WHAT THIS EXERCISE ASKS
1. In the Powerlink passage, what happens when flashed insulators are discovered after a fault?
2. Decide whether each statement agrees with the Powerlink passage, and back each yes or no with the deciding words quoted from it: (a) Arcing horns are fitted to disc insulator strings. (b) Some lines reach up to 330 km in distance. (c) Third generation NCIs have failed frequently.
3. Please turn the Powerlink passage's paragraph beginning "Powerlink Queensland has several lines" into a list that keeps its main facts.

DOCUMENT SEGMENT
################
Powerlink Queensland has several lines up to 330 km in distance, operating at 275 kV and 330 kV. These long lines are subject to summer storms with high lightning activity and ground flash density in some parts of the network can be up to 4 strikes/km2/yr. All faults are investigated and, if any flashed insulators are discovered, the entire string is replaced. Arcing horns are not fitted to NCIs or disc insulator strings since these reduce arcing distance as well as lightning performance. Third generation NCIs on Powerlink’s network have displayed high reliability and there have so far been only rare, isolated failures. The conclusion is that the above design practices, combined with emphasis on standardization of dimensions and ratings, has resulted in performance that has met expectations during initial project design.
################
RECORDED DATA
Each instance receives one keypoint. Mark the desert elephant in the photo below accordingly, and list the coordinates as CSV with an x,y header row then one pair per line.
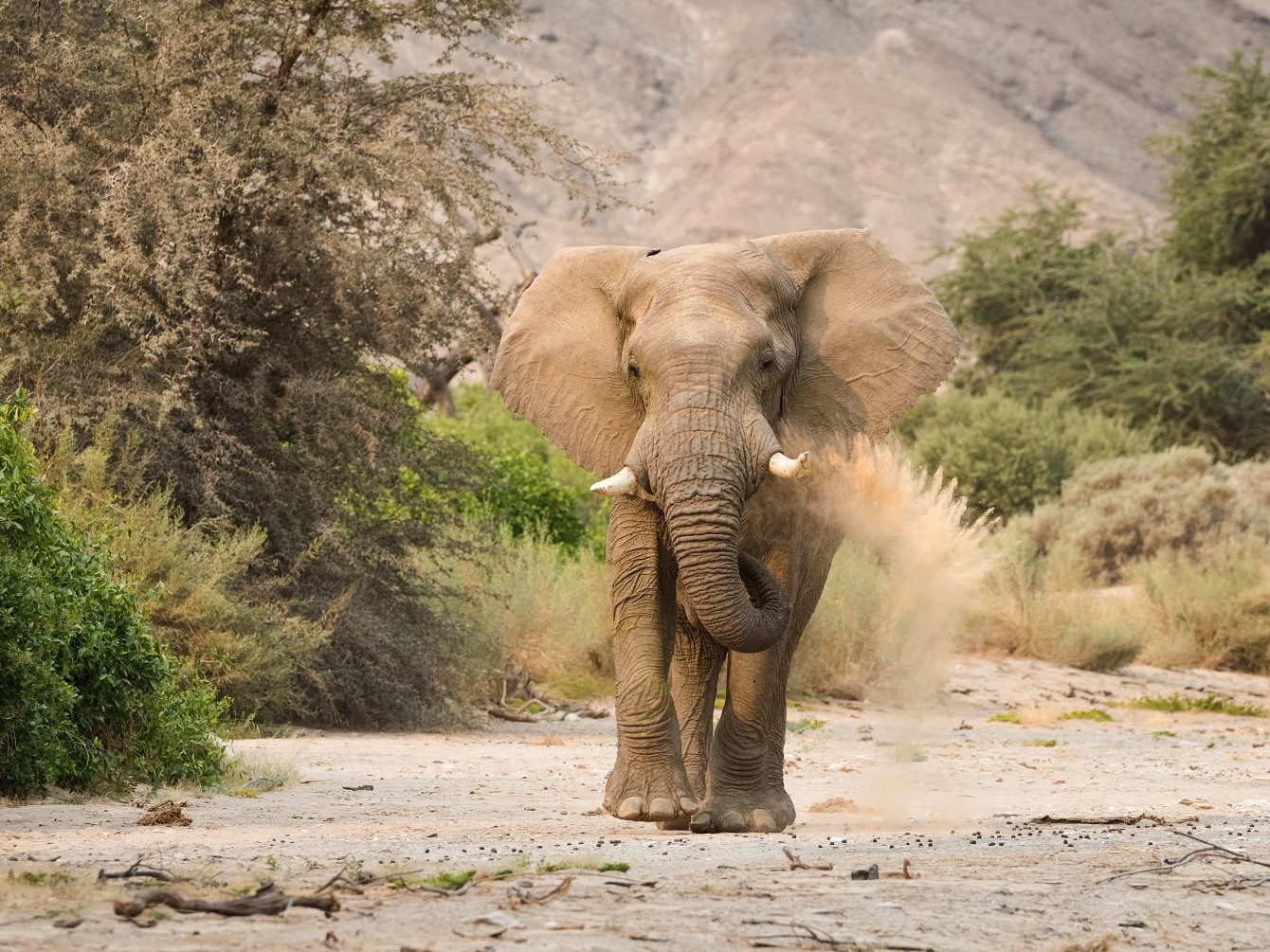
x,y
682,376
################
REPLIES
1. The entire string is replaced.

2.
(a) No: "Arcing horns are not fitted to NCIs or disc insulator strings"
(b) Yes: "several lines up to 330 km in distance"
(c) No: "there have so far been only rare, isolated failures"

3.
- Several Powerlink Queensland lines run up to 330 km and operate at 275 kV and 330 kV.
- These lines face summer storms with high lightning activity, and ground flash density reaches up to 4 strikes/km2/yr in some parts of the network.
- All faults are investigated, and if any flashed insulators are found, the entire string is replaced.
- Arcing horns are not fitted to NCIs or disc insulator strings because they reduce arcing distance and lightning performance.
- Third generation NCIs have shown high reliability, with only rare, isolated failures so far.
- These design practices and the emphasis on standardized dimensions and ratings have produced performance that met the expectations of initial project design.